But which is the easier to accept, so manifest and most pernicious an error, or to deny what seems to many thoughtful men to be the irrational and needless dogma of universal foreknowledge? This dogma has been ever the disturber of the peace. Theologians of the largest endowments have ever been striving with the energy of Titans to reconcile the two incompatible propositions; namely, man's free agency and God's absolute foreknowledge. The great thinkers of all times and lands have, with almost unbroken unanimity, pronounced them to be irreconcilable, and relegated them to the domain of the incomprehensible. "The attempt to reconcile foreknowledge with creature freedom," says Dr. M'Cosh, "has engaged the subtlest and perplexed the clearest minds since man began to ask the how and the why and the wherefore." Now, ought not this great fact, which is so prominent in the history of thought, to bear with some force adversely to the doctrine of divine prescience?

"Foreknowledge," thundered Martin Luther, "is a thunder-bolt to dash free will to atoms." This also is the opinion of John Calvin. Dr. Bledsoe charges amazing inconsistency upon Martin Luther, for affirming so frequently that the doctrine of free will falls prostrate before the prescience of God, while at the same time maintaining the freedom of the divine will. "For," says Dr. Bledsoe, "if foreknowledge is incompatible with the existence of free will, the will of God is not free, because all his volitions are perfectly foreseen."

But it has been rendered plausible, if it has not been demonstrated, in this discussion, that the perfections of God's personal character, as well as his perfections as a Moral Governor of free accountable beings, most strongly indicate as the correct view that very many of his volitions are formed and known by him only when the demand for them arrives. The only argument, therefore, which Dr. Bledsoe adduces to refute Martin Luther is, as we see, merely the manifest fallacy of undue assumption of premise. "The effort," says Professor Goldwin Smith, "to reconcile the manifest contradiction between freedom and omniscience, by distinguishing between foreknowledge and afterknowledge, has been utterly unsuccessful."

Julius Müller adds his high authority to sustain the same position. He tells us. that this solution of the difficulty of reconciling freedom with foreknowledge has been the popular one, from Augustine down to our latest theologians. "They all admit," he says, "that the freedom of human action would be destroyed if God literally knew beforehand what it would be. But they say that God's knowledge is not, like ours, subject to the conditions of time and sequence. For past, present, and future are known to God as a complete, ever-present whole." To this Müller replies that "past, present, and future must not be excluded from the perceptions of God. If succession in moments, in time, be something real, then the assertion that time does not exist in the divine knowledge, that it is not an object of divine perception, means nothing less than that God does not know the world as it is. But God does know things as they are, and they are precisely as he knows them. The world, objectively, must be present to the mind of God. He therefore does recognize succession in time. Human freedom, therefore, can not be saved by regarding God's knowledge as eternal, and raised above the limitations of time." Thousands of thinkers have frankly admitted that the freedom of human action would be destroyed if God literally knew beforehand what that action would be. Their only escape from the difficulty is by denying that there is any succession with God. But all the philosophers, such as Porter, Malian, and M'Cosh, no longer deny, but boldly affirm, that there is such succession.

But do not these arguments at least render it much more probable than otherwise that the divine foreknowledge is really incompatible with the freedom of the human will? And does not this accumulated weight of authority against the possibility of the human faculties ever effecting a reconciliation between man's free agency and God's universal prescience tend to the same conclusion? And if we still adhere to the dogma of absolute, universal prescience, is not that to leave the whole subject in such incomprehension, incertitude, and suspense as to paralyze, to a great degree, the energies of the will, and force all thorough and devout students of divinity to seriously question whether human freedom is not, after all, a torturing delusion?
++++++++
Translate this sentence from the passage on divine foreknowledge into French: "This dogma has been ever the disturber of the peace."

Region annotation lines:
++++++++
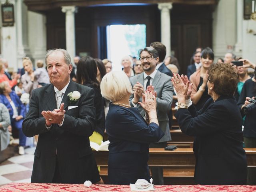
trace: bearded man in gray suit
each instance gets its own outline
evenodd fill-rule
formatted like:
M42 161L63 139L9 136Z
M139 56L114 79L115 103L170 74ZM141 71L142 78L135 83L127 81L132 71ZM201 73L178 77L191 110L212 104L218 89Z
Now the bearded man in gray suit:
M159 57L154 48L146 47L139 51L139 55L144 72L130 78L134 93L130 97L130 103L138 109L142 116L145 117L145 111L140 105L137 104L142 101L142 94L144 93L148 86L154 86L157 93L156 112L159 126L164 133L164 136L158 143L150 144L150 147L164 148L167 146L167 142L171 140L167 115L171 109L172 102L173 88L171 78L156 69ZM151 169L154 183L164 184L162 168L156 169L156 171L154 169Z
M52 83L32 91L22 124L26 136L39 135L31 182L95 183L100 178L89 140L95 124L93 90L70 80L66 50L48 50L45 61Z

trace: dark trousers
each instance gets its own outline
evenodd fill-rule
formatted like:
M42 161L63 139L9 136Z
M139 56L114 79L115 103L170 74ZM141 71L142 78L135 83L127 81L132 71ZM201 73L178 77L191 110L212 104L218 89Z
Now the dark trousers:
M150 148L164 148L167 146L167 142L151 143L149 145ZM164 185L164 171L162 167L151 167L151 174L154 185Z
M59 165L58 162L58 158L56 156L56 164L55 165L55 171L54 172L54 175L52 179L52 183L64 183L62 181L61 178L61 176L59 170Z

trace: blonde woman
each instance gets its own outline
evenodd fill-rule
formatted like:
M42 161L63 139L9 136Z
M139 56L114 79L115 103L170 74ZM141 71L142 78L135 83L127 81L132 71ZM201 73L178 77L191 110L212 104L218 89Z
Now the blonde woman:
M112 101L106 121L108 147L108 180L110 184L128 185L138 179L149 182L148 165L150 143L164 136L156 115L154 87L148 86L138 102L147 114L147 122L136 108L130 105L132 88L126 74L112 72L102 78L102 96Z

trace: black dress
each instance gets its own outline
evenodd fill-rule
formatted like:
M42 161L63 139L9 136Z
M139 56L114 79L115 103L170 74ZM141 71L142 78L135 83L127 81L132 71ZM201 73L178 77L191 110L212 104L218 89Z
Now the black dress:
M108 147L110 184L128 185L137 179L149 182L149 144L164 134L154 123L148 125L136 108L110 103L106 123Z

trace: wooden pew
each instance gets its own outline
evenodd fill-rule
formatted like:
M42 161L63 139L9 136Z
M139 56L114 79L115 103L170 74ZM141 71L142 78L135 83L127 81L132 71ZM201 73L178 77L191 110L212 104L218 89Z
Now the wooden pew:
M245 148L248 166L256 167L256 148ZM94 151L100 176L108 183L108 152ZM195 184L193 179L196 163L192 148L178 148L174 151L163 148L150 149L148 164L150 166L164 167L165 184Z
M177 145L180 148L190 148L193 146L194 137L184 134L180 129L171 129L170 131L172 140L168 142L168 145ZM108 135L105 131L103 140L105 141L108 140Z

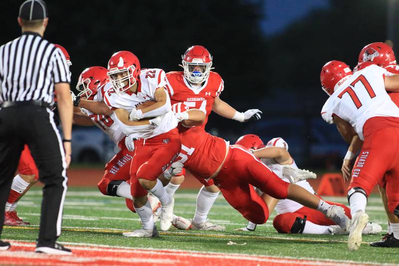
++++++++
▸ RESULT OF THE EXERCISE
Ce dogme a toujours été le perturbateur de la paix.